> _REQUIRED WORK_
Below are entries. Pull out all lines containing "chrome".

> _RAW DATA_
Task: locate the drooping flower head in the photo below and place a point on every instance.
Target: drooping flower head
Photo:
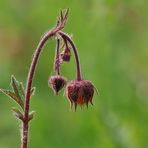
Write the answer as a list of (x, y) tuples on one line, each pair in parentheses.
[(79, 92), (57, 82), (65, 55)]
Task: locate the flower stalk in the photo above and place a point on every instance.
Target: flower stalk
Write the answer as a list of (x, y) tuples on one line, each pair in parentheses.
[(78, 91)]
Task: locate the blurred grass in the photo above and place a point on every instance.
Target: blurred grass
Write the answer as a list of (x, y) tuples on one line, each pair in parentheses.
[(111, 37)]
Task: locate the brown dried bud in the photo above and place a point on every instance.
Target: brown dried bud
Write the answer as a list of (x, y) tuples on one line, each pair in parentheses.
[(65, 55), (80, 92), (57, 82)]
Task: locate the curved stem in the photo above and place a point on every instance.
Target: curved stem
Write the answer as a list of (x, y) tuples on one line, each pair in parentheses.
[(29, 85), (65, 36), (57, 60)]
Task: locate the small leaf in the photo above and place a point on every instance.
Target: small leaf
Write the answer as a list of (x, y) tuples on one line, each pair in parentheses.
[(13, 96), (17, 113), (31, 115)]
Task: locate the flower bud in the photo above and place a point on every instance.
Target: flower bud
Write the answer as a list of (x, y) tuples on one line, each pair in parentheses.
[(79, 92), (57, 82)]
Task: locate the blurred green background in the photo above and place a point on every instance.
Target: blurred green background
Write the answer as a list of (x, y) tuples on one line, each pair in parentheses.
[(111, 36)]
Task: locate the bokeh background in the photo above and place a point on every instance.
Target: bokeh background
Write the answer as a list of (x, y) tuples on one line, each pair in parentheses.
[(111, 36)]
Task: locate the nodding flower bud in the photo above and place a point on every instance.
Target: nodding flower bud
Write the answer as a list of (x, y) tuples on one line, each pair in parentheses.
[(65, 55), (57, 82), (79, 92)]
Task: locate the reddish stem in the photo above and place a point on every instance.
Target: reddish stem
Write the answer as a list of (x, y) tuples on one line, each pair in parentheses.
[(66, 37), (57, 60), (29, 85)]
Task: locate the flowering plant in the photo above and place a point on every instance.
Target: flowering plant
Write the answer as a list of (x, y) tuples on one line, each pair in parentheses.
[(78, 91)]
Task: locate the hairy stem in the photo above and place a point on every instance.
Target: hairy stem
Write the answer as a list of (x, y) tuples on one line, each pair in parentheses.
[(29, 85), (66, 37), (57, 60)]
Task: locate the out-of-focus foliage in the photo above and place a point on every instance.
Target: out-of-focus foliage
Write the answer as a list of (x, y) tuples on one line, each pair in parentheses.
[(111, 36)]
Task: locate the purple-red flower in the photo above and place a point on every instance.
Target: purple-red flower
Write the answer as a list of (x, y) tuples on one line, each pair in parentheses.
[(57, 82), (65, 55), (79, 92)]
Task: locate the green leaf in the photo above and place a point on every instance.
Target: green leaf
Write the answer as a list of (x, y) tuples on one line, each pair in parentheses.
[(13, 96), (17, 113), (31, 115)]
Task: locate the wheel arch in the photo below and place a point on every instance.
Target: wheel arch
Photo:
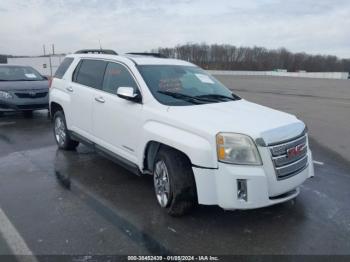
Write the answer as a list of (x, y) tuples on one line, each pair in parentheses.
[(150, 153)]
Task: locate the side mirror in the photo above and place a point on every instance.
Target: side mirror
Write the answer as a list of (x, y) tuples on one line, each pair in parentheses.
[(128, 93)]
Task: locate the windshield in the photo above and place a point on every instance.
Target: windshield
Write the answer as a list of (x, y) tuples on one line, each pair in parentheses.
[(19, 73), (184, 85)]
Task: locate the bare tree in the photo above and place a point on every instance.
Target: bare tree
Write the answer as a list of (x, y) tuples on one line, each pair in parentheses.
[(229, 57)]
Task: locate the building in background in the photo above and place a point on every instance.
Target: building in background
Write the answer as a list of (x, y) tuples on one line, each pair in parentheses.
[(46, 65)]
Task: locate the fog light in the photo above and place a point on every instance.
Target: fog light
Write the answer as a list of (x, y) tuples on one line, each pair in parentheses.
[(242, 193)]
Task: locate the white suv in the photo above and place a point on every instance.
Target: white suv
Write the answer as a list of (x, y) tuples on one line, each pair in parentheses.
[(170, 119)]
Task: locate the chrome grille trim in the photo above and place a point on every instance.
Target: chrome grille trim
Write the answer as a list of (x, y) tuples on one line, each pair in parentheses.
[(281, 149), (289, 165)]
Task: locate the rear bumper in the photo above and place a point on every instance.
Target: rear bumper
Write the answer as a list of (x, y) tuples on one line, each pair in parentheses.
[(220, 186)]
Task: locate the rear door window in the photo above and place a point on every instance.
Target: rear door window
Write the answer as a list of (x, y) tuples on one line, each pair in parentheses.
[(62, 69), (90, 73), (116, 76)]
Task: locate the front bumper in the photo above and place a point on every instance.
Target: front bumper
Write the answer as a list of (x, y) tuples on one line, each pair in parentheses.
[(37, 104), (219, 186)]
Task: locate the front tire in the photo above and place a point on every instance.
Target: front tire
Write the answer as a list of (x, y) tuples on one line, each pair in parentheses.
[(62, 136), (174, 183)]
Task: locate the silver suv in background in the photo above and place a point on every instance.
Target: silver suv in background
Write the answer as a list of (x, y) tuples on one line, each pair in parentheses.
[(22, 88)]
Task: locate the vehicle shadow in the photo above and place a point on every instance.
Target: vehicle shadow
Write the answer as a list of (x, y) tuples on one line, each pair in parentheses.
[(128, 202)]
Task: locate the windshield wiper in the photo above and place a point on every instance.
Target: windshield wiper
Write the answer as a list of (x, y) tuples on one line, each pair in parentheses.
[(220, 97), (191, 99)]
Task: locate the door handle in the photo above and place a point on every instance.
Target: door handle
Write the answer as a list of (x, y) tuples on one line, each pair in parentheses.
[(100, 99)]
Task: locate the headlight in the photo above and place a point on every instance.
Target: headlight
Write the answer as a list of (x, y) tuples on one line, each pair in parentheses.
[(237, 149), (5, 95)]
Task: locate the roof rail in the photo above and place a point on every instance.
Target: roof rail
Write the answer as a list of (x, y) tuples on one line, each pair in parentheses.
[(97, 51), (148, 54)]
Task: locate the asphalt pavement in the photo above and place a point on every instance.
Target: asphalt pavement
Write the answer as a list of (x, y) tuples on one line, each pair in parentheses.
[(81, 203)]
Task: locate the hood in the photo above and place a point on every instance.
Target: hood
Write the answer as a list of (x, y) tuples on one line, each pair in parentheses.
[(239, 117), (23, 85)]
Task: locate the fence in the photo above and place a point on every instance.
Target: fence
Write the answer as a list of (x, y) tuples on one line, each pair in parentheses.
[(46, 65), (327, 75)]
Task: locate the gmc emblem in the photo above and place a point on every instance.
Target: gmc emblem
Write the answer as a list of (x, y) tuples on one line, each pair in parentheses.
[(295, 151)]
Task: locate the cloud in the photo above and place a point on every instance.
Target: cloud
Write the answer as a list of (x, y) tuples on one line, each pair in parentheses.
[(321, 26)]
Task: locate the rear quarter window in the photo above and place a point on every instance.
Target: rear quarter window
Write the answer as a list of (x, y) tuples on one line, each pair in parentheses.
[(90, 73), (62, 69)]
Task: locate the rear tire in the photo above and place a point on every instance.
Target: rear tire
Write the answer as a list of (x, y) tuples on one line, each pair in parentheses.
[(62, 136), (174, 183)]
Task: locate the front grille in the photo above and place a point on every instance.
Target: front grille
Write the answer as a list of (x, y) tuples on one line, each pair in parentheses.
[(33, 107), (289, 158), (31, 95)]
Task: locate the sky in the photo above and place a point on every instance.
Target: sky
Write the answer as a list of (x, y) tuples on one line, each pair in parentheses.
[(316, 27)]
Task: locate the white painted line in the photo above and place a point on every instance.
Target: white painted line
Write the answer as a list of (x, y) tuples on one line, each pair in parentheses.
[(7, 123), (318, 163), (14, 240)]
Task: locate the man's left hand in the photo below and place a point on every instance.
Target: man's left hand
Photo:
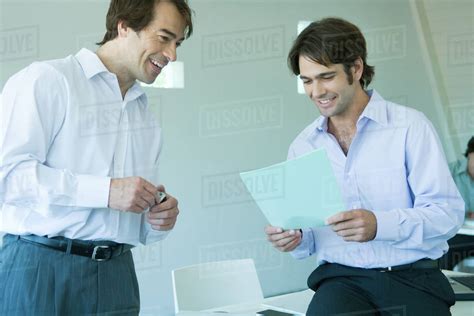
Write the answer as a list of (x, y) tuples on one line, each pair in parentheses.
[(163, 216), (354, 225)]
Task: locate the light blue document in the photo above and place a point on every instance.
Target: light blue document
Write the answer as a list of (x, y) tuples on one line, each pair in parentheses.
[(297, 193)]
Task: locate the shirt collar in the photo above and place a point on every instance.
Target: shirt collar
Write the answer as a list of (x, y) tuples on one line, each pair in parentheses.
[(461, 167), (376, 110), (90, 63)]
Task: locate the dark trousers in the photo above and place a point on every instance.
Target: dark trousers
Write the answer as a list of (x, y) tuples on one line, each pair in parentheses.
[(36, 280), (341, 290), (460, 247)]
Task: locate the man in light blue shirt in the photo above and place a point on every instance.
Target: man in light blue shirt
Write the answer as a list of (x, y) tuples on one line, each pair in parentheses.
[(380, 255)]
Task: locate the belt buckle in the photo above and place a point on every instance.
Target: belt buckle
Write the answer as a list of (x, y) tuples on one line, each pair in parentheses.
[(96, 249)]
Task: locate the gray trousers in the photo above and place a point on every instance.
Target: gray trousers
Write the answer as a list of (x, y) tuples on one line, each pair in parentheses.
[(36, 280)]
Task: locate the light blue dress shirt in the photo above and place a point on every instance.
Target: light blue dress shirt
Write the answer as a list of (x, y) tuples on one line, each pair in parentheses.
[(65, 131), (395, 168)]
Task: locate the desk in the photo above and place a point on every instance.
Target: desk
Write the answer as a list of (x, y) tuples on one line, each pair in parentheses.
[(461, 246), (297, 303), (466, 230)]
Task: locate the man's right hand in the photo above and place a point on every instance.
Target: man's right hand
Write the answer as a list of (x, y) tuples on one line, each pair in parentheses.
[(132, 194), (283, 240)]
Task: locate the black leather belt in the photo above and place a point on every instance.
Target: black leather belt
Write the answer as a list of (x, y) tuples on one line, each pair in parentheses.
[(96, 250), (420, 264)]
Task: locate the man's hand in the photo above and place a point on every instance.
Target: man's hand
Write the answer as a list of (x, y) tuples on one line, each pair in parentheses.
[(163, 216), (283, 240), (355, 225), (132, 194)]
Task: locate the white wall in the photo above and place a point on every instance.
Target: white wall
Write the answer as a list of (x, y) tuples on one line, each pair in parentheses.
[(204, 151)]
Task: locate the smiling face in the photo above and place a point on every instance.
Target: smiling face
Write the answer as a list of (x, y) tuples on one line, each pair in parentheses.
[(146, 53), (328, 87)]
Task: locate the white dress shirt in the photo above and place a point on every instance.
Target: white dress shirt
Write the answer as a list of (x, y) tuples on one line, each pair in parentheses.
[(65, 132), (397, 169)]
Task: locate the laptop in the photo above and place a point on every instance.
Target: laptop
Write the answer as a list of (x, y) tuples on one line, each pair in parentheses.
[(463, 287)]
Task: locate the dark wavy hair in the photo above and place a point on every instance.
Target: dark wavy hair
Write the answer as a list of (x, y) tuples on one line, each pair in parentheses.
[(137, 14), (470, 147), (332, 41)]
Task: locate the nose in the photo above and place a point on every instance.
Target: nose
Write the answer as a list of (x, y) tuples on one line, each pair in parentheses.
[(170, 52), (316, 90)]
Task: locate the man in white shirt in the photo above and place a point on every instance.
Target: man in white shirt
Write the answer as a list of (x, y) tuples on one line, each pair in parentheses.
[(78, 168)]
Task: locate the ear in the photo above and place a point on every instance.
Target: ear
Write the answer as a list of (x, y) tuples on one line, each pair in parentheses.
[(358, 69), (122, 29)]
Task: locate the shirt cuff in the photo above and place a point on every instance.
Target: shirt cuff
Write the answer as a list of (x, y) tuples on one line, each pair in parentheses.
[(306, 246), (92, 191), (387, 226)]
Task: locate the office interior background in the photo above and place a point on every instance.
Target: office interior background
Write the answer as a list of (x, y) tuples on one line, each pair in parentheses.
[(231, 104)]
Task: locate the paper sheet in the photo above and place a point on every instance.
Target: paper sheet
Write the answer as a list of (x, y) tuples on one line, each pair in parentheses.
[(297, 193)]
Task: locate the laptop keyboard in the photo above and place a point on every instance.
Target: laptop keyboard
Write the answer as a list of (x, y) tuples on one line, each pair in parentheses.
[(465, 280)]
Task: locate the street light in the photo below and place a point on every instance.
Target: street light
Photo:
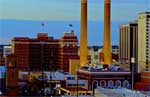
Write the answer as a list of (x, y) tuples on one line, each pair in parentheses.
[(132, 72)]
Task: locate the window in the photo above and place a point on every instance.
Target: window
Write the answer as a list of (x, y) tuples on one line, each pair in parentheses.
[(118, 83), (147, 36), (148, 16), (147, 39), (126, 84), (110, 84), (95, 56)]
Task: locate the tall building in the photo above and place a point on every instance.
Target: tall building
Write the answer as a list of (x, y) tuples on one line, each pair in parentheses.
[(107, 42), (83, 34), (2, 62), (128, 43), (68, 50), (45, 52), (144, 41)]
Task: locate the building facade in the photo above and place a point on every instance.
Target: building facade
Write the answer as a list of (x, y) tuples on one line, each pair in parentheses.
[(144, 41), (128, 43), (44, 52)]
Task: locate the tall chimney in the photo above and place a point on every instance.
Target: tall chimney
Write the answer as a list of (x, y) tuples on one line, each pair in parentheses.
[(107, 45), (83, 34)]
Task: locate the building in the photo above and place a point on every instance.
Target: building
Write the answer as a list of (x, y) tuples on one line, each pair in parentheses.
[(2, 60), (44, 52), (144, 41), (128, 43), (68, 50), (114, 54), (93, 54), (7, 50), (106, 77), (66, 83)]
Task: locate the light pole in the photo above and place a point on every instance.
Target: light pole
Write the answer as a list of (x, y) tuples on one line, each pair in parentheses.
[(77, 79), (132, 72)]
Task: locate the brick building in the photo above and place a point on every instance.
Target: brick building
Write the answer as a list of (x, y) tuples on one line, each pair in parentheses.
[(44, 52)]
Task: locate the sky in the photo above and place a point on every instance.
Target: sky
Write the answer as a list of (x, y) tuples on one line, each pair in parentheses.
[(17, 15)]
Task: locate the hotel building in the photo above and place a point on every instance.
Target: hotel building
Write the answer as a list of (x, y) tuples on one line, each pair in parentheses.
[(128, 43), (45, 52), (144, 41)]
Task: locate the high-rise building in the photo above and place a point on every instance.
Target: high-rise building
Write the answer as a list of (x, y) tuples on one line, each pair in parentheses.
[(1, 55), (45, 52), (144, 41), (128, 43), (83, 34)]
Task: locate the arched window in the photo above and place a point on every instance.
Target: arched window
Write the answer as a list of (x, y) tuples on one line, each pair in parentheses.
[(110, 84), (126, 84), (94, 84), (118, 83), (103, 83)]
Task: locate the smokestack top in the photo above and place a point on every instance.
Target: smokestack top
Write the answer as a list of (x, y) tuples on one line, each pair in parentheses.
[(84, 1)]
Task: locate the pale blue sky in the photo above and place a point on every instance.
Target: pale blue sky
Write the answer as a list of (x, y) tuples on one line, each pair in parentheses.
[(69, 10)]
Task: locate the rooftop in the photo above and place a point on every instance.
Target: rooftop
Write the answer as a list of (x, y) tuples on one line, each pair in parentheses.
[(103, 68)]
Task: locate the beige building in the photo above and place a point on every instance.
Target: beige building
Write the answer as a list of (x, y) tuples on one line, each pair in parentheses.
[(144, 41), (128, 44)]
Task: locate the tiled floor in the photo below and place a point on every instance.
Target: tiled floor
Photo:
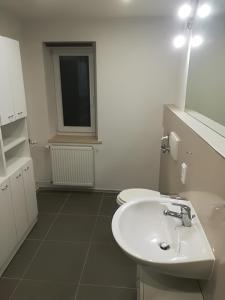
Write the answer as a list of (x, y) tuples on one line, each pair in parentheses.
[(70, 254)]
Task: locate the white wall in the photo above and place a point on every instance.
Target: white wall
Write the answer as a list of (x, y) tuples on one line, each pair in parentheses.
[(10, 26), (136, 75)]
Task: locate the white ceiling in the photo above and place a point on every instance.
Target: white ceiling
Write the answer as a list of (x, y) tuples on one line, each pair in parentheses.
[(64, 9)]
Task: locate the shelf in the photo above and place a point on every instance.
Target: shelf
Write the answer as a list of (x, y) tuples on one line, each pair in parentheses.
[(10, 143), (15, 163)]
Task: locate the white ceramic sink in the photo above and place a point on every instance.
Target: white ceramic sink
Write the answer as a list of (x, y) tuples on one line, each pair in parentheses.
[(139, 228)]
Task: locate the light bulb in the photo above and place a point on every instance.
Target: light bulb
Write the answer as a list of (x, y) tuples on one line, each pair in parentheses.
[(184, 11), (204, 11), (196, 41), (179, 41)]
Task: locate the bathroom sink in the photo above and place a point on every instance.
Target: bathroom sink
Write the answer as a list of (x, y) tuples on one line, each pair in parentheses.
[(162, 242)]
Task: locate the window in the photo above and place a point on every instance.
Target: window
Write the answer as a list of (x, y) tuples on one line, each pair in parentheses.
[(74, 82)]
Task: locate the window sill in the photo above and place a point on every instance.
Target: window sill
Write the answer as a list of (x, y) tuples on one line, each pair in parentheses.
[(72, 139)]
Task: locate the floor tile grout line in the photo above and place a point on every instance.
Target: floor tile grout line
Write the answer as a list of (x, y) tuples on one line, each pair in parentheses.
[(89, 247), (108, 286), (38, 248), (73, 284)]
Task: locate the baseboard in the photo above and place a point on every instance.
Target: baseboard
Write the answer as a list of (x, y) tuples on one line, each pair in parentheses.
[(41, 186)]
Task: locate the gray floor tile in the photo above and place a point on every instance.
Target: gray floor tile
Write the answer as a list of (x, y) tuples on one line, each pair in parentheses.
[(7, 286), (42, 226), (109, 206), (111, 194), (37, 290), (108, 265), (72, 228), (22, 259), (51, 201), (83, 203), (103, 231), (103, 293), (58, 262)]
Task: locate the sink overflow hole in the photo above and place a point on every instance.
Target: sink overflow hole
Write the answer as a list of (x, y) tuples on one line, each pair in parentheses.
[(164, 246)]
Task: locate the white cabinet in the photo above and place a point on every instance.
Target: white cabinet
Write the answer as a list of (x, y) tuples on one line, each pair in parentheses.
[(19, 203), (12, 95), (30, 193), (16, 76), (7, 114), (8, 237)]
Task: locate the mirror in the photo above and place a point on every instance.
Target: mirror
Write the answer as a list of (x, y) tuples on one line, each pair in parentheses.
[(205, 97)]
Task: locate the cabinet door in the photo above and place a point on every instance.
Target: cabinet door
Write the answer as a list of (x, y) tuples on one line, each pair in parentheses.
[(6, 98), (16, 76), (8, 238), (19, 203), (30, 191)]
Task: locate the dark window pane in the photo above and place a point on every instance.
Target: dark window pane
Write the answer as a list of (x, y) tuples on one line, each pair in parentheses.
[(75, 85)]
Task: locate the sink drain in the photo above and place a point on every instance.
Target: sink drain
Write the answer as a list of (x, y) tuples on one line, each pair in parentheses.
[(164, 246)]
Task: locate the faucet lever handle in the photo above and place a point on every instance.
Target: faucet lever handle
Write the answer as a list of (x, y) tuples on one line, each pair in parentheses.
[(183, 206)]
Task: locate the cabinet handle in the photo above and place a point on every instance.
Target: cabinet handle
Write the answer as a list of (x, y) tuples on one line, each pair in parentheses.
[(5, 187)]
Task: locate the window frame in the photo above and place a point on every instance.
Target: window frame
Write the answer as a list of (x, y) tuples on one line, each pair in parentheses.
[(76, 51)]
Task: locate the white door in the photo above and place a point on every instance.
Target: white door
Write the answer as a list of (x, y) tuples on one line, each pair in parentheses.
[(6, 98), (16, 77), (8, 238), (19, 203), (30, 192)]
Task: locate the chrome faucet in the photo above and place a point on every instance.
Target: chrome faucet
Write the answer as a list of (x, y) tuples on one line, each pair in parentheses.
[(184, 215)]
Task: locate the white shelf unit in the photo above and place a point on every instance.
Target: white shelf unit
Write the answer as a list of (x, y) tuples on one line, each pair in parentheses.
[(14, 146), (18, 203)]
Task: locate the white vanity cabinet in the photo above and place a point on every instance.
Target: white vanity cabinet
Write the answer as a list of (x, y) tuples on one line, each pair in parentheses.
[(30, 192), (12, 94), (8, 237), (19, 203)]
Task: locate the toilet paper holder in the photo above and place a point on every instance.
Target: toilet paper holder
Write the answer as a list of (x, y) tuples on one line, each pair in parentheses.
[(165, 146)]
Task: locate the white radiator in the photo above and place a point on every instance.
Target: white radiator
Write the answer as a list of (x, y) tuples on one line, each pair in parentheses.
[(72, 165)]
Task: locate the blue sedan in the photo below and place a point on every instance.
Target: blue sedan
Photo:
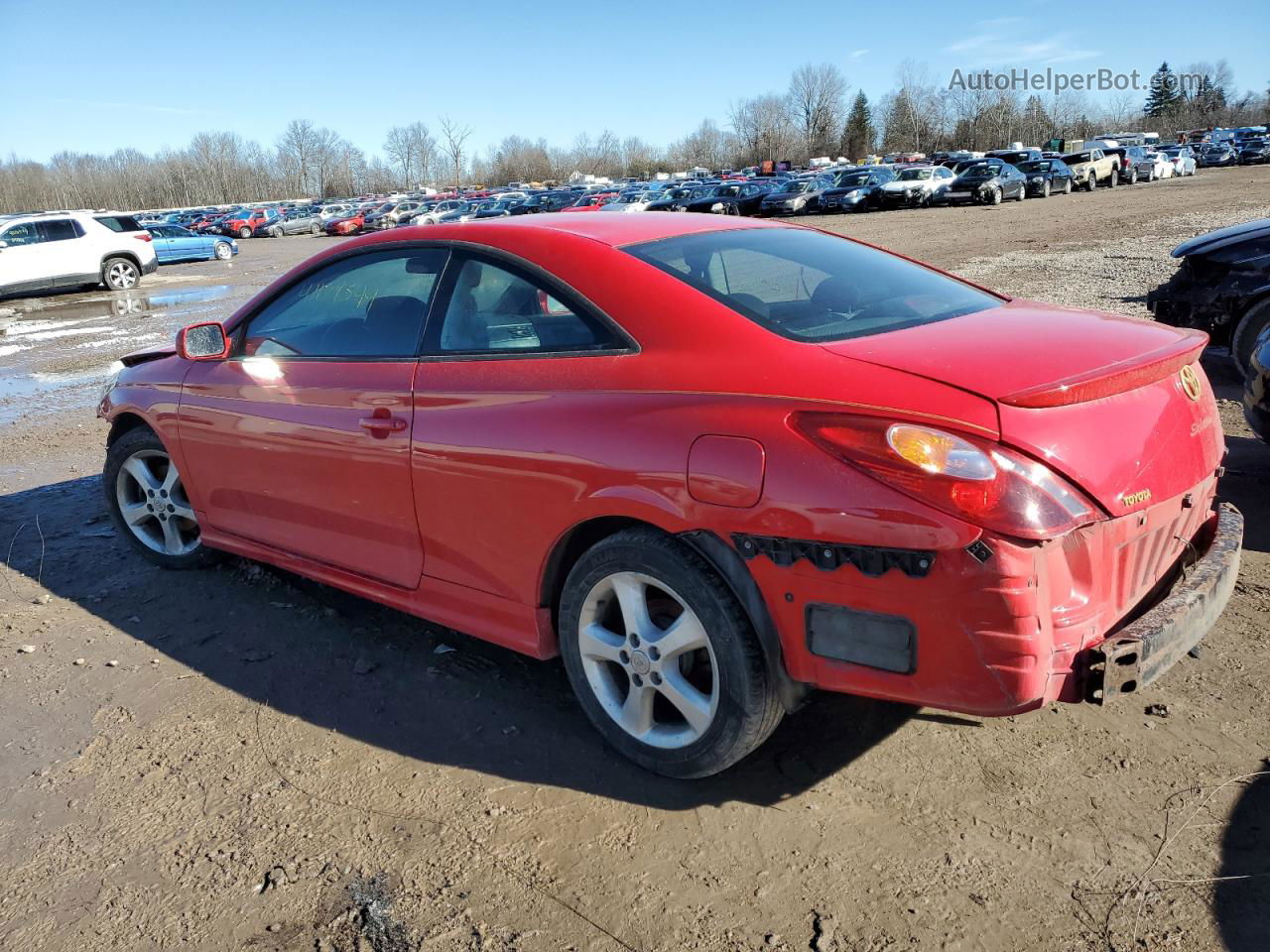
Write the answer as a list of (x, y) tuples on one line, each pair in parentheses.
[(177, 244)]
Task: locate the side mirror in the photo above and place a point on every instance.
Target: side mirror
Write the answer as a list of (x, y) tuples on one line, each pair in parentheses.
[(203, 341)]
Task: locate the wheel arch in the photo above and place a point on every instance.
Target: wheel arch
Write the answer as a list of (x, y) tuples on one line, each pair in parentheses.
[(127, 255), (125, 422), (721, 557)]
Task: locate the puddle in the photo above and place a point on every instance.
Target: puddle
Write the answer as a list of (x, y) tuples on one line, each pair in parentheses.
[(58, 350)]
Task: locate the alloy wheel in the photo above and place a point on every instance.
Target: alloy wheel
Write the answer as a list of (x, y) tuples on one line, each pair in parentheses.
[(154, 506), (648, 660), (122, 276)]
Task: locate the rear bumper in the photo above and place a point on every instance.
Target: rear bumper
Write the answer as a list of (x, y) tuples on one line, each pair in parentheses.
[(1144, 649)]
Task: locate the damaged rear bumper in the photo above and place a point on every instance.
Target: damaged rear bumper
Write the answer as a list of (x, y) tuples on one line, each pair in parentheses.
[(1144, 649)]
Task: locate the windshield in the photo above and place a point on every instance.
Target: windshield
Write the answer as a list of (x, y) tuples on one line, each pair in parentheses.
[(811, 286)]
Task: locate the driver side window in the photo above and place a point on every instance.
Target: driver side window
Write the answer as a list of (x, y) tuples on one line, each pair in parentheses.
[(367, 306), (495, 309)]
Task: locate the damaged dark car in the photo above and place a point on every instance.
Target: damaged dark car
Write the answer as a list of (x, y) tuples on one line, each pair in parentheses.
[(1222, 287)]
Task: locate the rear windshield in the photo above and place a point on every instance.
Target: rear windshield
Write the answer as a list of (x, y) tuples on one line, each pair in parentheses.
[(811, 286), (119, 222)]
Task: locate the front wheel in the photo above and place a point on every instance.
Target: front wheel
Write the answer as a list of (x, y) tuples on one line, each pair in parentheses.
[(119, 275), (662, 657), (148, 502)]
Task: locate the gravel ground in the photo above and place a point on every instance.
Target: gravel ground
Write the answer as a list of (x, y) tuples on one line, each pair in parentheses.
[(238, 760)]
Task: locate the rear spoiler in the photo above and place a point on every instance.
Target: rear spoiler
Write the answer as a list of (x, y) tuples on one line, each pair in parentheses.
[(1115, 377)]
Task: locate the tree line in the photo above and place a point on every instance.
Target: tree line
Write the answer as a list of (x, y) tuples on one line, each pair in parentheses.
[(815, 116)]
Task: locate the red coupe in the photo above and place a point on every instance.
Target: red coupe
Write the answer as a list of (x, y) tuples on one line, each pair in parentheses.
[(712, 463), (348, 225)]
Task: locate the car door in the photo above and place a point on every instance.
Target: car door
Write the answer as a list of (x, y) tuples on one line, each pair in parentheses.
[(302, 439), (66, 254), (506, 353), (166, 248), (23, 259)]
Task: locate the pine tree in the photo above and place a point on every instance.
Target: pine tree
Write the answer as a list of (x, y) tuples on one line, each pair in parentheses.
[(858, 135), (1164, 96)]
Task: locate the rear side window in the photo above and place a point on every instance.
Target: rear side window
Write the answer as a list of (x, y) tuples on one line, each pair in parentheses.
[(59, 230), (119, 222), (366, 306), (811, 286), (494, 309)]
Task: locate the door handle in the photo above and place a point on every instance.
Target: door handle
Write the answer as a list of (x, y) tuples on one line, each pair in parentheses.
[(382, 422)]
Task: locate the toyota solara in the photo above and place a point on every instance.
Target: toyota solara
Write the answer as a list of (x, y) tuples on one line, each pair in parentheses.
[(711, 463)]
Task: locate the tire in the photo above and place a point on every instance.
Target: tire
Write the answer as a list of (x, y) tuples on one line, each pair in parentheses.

> _ANSWER SPACE_
Task: locate the chrome grille trim in the photo above and place a point on every instance.
Target: chrome grille trim
Task: locate the chrome faucet in the photo above and place a point on every instance.
Target: chrome faucet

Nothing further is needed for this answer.